TEXTE SÉLECTIONNÉ ->

━━━

Fernando est tellement concentré sur la contemplation des oiseaux qu'il ne prend pas garde aux rapides qui lui font perdre le contrôle de son embarcation. Le voilà perdu en pleine forêt.
Au cœur de la forêt, les deux chinoises qu'il rencontre, aussi sottes que mystérieuses, le mettent en fâcheuse posture. Mais il parvient à leur échapper et croise la route, le regard et plus si affinités d'un berger sourd et muet. Croiser la route de Fernando rend les gens sexuellement très énervés. On peut comprendre. Mais l'histoire entre Fernando et Jésus finira également en jus de boudin...
On ne comprend pas tout, mais c'est tellement beau et mystérieux qu'on se laisse porter par ce périple étrange qui passe de la contemplation à l'instinct de survie. Et puis la langue portugaise est tellement belle et l'on se laisse porter par l'étrangeté. Il ne faut pas être particulièrement cinéphile pour penser au cinéma du thaïlandais Apichatpong Weerasethakul.
Mais dans la dernière partie, le réalisateur s'égare dans un salmigondis mystico religieux absolument incompréhensible. Et de sublime le film se fait tout rikiki car si le réalisateur se place à des hauteurs religieuses et spirituelles inaccessibles, il est impardonnable qu'il abandonne en chemin le spectateur mécréant. Il a également la très très mauvaise idée de remplacer progressivement Paul Hamy qui porte le filme, par lui-même qui n'a strictement aucune présence, juste pour le plaisir sans doute de mettre lui-même sa langue au fond de la gorge de l'acteur Xelo Cagiao aussi peu charismatique que lui, dans une scène laide et qui n'a strictement aucun intérêt.
Pour comprendre qu'il s'agit d'une évocation de la vie d'Antoine de Padoue, alias Fernando Martins de Bulhões, Saint lisboète, je suppose qu'il faut deux masters en théologie ou avoir eu le dossier de presse ce que le commun des spectateurs n'a pas. Si Joa Pedro Rodrigues veut continuer à faire du cinéma pour la poignée de fans qui le suivent c'est son droit le plus strict, mais c'est vraiment dommage.
Reste les images d'une beauté à couper le souffle, une première partie intrigante et belle, et Paul Hamy.

━━━

DONNÉES FOURNIES ->
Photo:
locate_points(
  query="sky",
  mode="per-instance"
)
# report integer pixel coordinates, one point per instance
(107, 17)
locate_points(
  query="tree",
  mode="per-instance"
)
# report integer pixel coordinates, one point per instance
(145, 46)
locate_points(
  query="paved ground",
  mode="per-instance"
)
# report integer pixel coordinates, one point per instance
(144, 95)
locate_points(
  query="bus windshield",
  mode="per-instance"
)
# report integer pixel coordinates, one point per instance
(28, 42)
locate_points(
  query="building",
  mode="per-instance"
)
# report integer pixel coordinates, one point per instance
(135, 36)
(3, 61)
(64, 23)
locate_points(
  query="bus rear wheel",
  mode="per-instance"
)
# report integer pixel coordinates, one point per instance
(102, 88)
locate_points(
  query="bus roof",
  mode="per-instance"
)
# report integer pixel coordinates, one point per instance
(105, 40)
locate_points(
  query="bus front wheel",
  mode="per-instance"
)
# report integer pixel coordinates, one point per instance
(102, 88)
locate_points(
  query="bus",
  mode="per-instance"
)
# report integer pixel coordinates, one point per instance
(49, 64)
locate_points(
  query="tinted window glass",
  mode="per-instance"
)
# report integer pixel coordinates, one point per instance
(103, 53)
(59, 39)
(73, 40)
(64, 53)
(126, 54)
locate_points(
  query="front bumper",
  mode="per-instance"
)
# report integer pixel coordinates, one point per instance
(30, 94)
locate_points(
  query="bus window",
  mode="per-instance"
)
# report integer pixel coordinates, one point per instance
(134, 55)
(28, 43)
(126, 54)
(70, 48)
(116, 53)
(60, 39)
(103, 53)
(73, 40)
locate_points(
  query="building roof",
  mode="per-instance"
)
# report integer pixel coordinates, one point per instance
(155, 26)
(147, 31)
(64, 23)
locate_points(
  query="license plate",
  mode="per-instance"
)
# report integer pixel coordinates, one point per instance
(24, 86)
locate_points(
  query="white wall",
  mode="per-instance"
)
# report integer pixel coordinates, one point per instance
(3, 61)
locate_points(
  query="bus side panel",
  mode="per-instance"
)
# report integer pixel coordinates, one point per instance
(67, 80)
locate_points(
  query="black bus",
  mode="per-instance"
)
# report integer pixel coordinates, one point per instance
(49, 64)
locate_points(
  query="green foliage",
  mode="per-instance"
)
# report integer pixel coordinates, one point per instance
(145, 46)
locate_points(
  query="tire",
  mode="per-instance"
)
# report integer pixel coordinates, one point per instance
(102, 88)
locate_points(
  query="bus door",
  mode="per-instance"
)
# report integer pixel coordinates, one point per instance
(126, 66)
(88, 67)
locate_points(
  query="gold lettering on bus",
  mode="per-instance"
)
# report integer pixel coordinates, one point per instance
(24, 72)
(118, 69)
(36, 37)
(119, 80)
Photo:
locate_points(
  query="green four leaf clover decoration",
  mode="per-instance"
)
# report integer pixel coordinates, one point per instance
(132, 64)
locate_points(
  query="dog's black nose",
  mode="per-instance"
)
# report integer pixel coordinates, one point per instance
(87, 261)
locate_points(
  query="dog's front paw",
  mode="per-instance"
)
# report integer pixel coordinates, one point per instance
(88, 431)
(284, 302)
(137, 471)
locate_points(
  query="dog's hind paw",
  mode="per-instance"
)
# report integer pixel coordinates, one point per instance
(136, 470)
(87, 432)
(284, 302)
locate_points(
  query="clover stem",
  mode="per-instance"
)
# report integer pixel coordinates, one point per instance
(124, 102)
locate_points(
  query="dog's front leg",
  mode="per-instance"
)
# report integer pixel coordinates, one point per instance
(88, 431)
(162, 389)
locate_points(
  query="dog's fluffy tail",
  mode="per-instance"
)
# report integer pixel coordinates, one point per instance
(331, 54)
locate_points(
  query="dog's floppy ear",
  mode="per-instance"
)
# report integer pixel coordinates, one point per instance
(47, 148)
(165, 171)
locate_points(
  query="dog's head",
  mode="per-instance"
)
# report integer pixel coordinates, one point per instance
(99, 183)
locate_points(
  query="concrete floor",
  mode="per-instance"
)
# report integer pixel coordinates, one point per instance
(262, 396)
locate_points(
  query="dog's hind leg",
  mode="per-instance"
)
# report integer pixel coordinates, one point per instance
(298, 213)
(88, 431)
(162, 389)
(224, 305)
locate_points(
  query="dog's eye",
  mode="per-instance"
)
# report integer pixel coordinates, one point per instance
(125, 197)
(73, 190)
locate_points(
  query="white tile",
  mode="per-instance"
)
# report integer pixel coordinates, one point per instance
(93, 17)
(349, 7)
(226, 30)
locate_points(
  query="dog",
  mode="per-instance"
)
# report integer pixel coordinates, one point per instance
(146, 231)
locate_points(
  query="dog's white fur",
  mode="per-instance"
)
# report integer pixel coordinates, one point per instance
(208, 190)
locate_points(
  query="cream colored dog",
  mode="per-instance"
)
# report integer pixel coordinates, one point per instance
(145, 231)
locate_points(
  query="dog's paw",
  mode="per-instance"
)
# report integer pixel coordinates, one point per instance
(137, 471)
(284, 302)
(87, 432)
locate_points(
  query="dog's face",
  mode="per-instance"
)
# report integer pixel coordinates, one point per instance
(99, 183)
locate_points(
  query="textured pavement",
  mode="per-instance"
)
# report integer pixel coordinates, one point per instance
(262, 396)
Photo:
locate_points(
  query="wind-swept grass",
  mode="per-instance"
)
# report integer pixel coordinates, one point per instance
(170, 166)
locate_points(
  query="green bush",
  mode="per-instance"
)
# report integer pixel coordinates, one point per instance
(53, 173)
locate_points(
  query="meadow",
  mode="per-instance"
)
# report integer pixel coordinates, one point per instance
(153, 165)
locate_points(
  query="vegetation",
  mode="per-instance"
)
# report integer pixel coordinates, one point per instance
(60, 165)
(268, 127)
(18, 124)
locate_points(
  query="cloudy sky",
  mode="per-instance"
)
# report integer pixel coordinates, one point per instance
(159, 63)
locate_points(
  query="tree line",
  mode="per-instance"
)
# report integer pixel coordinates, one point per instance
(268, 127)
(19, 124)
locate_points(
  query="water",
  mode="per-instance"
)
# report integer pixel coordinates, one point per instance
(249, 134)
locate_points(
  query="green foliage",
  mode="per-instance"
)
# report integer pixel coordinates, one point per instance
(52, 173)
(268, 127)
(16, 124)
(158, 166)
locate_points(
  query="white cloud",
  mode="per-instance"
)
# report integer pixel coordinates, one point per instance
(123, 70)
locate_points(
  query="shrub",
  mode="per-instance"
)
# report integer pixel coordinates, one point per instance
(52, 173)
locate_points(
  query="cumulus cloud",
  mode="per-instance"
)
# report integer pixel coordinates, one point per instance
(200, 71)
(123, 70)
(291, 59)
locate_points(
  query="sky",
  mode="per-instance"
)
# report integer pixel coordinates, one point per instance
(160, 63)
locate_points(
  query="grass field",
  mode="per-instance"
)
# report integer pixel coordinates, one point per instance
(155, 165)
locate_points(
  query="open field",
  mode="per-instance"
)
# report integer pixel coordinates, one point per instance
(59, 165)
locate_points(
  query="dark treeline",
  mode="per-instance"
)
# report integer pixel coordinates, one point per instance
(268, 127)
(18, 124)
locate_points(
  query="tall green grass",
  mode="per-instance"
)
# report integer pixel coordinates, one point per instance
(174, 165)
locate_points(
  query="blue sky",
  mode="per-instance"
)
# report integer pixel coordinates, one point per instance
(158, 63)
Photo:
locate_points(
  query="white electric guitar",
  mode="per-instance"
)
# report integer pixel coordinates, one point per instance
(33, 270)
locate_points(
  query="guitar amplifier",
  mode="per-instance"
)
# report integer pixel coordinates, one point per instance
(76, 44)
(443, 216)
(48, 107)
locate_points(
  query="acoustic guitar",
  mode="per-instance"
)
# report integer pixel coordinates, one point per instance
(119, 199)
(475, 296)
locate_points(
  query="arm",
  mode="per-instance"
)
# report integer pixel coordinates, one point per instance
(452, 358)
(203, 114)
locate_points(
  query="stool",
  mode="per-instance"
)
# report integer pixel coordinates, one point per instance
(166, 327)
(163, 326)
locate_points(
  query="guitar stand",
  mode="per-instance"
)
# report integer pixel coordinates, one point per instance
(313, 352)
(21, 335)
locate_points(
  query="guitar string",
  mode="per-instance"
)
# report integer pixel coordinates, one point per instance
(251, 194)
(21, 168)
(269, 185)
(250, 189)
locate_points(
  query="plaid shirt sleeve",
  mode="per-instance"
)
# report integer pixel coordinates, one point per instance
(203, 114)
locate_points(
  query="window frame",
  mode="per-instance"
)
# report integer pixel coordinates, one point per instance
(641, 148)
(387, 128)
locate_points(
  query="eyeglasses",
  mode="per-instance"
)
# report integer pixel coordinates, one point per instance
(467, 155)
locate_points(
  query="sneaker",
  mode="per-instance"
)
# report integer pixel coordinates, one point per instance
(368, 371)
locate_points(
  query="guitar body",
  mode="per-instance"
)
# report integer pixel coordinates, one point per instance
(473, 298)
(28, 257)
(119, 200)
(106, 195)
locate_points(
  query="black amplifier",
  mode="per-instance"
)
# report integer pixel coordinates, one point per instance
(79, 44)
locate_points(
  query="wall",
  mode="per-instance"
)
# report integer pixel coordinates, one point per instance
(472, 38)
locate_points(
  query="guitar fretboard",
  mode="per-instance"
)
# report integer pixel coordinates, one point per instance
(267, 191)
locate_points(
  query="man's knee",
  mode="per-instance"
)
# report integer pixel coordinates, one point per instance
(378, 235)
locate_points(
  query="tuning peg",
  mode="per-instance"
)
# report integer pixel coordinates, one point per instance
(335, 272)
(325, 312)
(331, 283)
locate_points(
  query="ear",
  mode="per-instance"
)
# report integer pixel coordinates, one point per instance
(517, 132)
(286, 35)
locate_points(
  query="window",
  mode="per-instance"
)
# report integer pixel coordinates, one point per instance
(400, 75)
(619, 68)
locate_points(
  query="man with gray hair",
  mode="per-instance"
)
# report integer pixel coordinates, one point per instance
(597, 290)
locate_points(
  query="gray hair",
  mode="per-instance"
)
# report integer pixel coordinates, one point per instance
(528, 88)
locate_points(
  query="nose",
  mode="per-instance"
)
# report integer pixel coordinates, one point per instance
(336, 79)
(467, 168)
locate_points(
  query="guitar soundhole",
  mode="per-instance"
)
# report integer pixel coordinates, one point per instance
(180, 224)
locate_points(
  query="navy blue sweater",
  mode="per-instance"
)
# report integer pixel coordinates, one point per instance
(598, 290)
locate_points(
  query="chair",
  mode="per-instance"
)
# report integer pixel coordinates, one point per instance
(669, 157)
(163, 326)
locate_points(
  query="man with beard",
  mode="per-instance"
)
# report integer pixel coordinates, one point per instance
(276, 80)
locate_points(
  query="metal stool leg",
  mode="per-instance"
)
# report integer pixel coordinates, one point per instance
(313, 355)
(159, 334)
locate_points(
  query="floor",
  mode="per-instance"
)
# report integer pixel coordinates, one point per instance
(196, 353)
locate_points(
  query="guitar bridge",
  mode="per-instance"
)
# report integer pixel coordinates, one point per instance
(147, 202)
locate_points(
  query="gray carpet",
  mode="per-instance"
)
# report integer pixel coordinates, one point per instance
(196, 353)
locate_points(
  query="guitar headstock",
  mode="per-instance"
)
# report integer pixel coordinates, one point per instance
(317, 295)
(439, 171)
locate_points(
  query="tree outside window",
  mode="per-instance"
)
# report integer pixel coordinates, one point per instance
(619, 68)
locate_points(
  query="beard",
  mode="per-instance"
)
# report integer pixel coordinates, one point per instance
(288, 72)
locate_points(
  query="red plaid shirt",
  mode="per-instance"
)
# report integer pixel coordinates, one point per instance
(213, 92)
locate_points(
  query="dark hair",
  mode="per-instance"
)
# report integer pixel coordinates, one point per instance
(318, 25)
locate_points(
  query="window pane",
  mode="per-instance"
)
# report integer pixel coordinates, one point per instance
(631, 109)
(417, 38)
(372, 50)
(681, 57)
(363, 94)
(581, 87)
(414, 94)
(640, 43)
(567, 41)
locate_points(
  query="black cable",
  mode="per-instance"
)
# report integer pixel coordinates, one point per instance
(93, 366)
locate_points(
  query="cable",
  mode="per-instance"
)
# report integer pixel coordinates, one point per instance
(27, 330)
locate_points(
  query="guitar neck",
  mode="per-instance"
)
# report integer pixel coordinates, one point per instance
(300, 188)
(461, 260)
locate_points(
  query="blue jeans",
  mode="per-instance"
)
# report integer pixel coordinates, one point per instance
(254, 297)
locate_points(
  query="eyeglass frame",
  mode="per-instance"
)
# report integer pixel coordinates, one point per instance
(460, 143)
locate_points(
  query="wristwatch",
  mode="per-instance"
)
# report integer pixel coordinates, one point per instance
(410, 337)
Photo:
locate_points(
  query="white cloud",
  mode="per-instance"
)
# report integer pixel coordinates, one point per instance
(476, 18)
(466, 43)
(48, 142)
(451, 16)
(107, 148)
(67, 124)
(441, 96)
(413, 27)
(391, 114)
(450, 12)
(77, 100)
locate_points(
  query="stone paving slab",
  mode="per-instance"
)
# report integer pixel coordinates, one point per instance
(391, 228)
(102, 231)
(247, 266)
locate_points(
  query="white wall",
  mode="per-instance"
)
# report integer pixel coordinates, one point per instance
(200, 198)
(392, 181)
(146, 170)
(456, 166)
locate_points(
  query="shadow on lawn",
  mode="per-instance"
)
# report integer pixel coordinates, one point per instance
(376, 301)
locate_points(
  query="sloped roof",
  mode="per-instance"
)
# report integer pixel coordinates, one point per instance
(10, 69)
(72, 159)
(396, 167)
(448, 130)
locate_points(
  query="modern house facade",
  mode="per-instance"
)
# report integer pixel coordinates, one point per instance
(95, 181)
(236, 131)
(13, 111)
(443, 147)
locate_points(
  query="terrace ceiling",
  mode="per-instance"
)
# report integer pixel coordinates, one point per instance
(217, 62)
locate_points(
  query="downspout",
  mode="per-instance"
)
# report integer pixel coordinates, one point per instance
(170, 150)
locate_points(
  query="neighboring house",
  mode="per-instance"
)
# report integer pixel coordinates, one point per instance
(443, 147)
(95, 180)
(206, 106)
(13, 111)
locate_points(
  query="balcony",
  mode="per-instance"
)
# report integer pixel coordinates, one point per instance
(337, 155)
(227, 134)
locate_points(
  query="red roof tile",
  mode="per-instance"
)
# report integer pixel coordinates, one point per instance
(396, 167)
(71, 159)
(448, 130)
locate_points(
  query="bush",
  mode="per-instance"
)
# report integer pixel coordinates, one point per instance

━━━

CONSIGNE -> Recopiez intégralement le texte sélectionné ci-dessus, la critique du film, sans aucune modification.

RÉPONSE ->
Fernando est tellement concentré sur la contemplation des oiseaux qu'il ne prend pas garde aux rapides qui lui font perdre le contrôle de son embarcation. Le voilà perdu en pleine forêt.
Au cœur de la forêt, les deux chinoises qu'il rencontre, aussi sottes que mystérieuses, le mettent en fâcheuse posture. Mais il parvient à leur échapper et croise la route, le regard et plus si affinités d'un berger sourd et muet. Croiser la route de Fernando rend les gens sexuellement très énervés. On peut comprendre. Mais l'histoire entre Fernando et Jésus finira également en jus de boudin...
On ne comprend pas tout, mais c'est tellement beau et mystérieux qu'on se laisse porter par ce périple étrange qui passe de la contemplation à l'instinct de survie. Et puis la langue portugaise est tellement belle et l'on se laisse porter par l'étrangeté. Il ne faut pas être particulièrement cinéphile pour penser au cinéma du thaïlandais Apichatpong Weerasethakul.
Mais dans la dernière partie, le réalisateur s'égare dans un salmigondis mystico religieux absolument incompréhensible. Et de sublime le film se fait tout rikiki car si le réalisateur se place à des hauteurs religieuses et spirituelles inaccessibles, il est impardonnable qu'il abandonne en chemin le spectateur mécréant. Il a également la très très mauvaise idée de remplacer progressivement Paul Hamy qui porte le filme, par lui-même qui n'a strictement aucune présence, juste pour le plaisir sans doute de mettre lui-même sa langue au fond de la gorge de l'acteur Xelo Cagiao aussi peu charismatique que lui, dans une scène laide et qui n'a strictement aucun intérêt.
Pour comprendre qu'il s'agit d'une évocation de la vie d'Antoine de Padoue, alias Fernando Martins de Bulhões, Saint lisboète, je suppose qu'il faut deux masters en théologie ou avoir eu le dossier de presse ce que le commun des spectateurs n'a pas. Si Joa Pedro Rodrigues veut continuer à faire du cinéma pour la poignée de fans qui le suivent c'est son droit le plus strict, mais c'est vraiment dommage.
Reste les images d'une beauté à couper le souffle, une première partie intrigante et belle, et Paul Hamy.